◆ Description of the task ◆
Count how many lines in the records below contain the string "target", treating uppercase and lowercase as different, and give only the number.

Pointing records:
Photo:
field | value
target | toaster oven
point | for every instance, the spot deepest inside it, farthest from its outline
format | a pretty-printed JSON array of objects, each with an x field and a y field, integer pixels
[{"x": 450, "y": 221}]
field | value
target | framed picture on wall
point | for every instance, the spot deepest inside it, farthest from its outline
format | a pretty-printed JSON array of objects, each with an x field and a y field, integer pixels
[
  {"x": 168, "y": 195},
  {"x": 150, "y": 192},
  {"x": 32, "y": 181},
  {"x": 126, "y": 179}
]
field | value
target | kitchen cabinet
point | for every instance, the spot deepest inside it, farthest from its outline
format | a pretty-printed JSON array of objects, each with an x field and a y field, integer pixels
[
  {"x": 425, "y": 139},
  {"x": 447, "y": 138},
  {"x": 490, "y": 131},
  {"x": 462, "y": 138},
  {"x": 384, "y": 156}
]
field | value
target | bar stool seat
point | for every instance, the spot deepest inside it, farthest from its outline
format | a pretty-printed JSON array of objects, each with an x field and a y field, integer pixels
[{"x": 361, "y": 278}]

==

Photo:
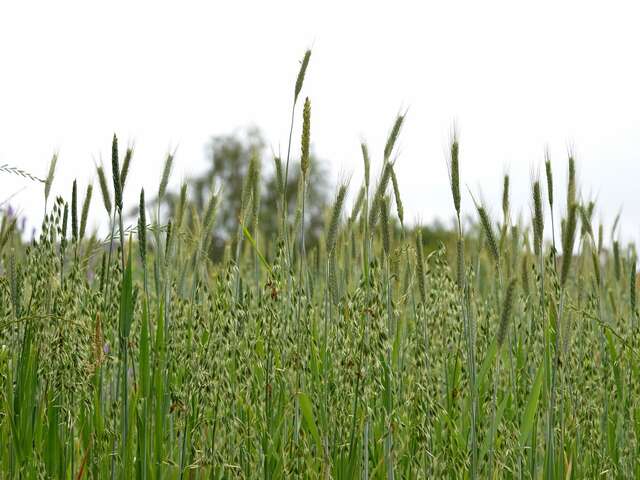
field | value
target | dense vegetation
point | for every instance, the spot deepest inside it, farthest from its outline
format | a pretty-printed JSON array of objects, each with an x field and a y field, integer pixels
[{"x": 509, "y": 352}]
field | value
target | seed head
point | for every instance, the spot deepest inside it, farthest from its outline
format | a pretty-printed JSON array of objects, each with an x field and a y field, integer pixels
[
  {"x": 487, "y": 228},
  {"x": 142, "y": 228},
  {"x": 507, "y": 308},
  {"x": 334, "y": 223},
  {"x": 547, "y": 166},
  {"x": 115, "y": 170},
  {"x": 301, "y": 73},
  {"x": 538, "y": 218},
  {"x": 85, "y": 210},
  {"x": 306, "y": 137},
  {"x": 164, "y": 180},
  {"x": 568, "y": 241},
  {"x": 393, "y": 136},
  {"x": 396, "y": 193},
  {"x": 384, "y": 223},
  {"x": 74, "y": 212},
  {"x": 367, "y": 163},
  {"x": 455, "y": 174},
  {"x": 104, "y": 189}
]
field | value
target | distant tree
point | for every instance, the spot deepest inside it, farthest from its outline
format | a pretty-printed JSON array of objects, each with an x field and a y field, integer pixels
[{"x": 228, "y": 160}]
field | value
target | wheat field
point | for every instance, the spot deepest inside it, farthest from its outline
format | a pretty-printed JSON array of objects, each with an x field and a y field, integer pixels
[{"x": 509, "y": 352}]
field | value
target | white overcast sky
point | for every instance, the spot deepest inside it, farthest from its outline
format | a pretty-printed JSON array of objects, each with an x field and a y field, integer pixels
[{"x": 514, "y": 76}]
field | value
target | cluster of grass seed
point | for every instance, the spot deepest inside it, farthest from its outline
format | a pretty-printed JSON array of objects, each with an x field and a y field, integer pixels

◆ Answer below ◆
10